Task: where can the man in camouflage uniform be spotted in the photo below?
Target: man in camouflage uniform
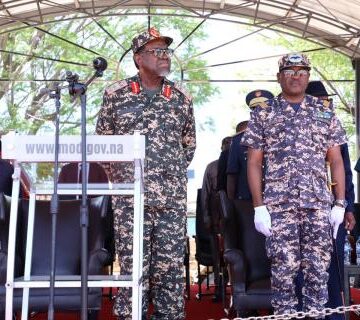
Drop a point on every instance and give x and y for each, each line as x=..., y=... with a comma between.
x=163, y=112
x=294, y=133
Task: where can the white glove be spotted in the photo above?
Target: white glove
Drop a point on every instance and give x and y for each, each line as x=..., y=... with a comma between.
x=336, y=218
x=262, y=220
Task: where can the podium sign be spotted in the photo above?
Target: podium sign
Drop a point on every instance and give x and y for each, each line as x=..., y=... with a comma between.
x=99, y=148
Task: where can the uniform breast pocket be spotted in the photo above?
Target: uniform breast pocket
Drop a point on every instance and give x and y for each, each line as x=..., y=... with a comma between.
x=173, y=129
x=320, y=131
x=275, y=135
x=126, y=120
x=175, y=184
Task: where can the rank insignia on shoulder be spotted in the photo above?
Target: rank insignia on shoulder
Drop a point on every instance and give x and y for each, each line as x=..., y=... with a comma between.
x=182, y=90
x=135, y=87
x=328, y=104
x=263, y=104
x=324, y=115
x=116, y=86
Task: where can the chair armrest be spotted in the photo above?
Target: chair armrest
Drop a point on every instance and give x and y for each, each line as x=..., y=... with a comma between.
x=2, y=207
x=97, y=260
x=237, y=269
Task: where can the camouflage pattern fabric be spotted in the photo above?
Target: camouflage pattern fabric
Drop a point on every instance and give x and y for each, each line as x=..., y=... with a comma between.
x=167, y=121
x=295, y=146
x=164, y=245
x=143, y=38
x=296, y=194
x=300, y=238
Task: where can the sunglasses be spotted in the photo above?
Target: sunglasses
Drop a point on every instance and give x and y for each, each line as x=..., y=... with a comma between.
x=292, y=73
x=160, y=53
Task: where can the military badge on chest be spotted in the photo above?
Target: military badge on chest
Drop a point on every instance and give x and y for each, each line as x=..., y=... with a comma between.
x=166, y=91
x=135, y=87
x=323, y=116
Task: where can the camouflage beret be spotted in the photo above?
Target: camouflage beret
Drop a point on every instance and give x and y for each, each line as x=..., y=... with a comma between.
x=143, y=38
x=294, y=60
x=257, y=96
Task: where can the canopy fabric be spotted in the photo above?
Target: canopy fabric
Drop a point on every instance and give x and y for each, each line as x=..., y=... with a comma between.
x=334, y=24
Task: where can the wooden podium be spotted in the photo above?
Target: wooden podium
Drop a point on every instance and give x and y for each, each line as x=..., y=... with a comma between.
x=21, y=149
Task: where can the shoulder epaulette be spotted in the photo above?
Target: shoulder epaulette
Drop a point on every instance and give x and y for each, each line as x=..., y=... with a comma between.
x=116, y=86
x=182, y=90
x=263, y=104
x=327, y=104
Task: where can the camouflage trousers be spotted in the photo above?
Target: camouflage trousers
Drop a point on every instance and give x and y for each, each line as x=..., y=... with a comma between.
x=163, y=259
x=300, y=239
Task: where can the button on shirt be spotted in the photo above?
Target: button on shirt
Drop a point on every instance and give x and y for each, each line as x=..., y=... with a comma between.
x=295, y=144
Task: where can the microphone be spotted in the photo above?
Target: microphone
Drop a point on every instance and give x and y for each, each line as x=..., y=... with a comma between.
x=71, y=77
x=100, y=64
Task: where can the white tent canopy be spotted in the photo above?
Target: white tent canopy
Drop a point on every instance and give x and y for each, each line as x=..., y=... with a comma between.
x=335, y=24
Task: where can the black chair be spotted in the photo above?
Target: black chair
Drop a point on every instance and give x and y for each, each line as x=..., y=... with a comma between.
x=68, y=253
x=203, y=254
x=246, y=258
x=187, y=268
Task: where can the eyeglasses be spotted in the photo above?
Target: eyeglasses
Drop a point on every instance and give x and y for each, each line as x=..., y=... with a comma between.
x=292, y=73
x=160, y=53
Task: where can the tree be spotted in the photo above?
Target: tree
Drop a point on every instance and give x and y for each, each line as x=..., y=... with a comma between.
x=46, y=52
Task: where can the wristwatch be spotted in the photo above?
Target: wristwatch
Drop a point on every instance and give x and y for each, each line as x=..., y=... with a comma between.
x=340, y=203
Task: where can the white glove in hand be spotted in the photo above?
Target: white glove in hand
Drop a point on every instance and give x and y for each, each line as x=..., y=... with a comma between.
x=336, y=218
x=262, y=220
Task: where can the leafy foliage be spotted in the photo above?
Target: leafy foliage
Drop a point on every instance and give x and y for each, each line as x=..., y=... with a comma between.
x=36, y=57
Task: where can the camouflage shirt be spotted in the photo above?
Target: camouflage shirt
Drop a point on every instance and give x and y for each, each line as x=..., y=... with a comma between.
x=295, y=145
x=167, y=121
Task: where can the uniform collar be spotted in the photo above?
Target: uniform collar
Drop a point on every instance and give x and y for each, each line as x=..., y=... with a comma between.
x=166, y=89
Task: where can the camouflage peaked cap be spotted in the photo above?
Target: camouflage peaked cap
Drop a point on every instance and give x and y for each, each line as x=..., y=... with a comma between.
x=257, y=96
x=294, y=60
x=143, y=38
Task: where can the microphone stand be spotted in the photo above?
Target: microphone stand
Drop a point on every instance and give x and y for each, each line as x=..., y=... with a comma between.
x=79, y=89
x=54, y=204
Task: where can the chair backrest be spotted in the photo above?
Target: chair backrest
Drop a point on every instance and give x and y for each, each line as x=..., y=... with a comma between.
x=229, y=222
x=252, y=243
x=68, y=232
x=203, y=241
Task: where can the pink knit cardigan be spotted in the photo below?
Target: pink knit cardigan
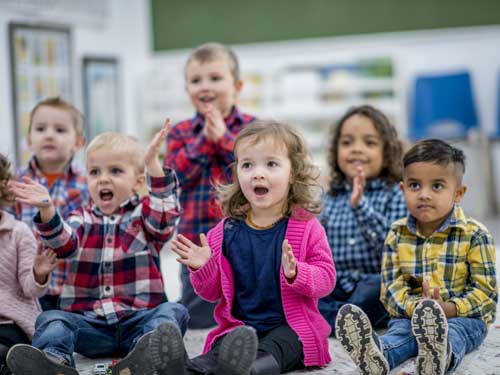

□ □ □ □ □

Task description :: Tally the lines of the records above that contain the string "stand", treating uppercase and lowercase letters as distinct. Give only the number.

Exercise response :: 2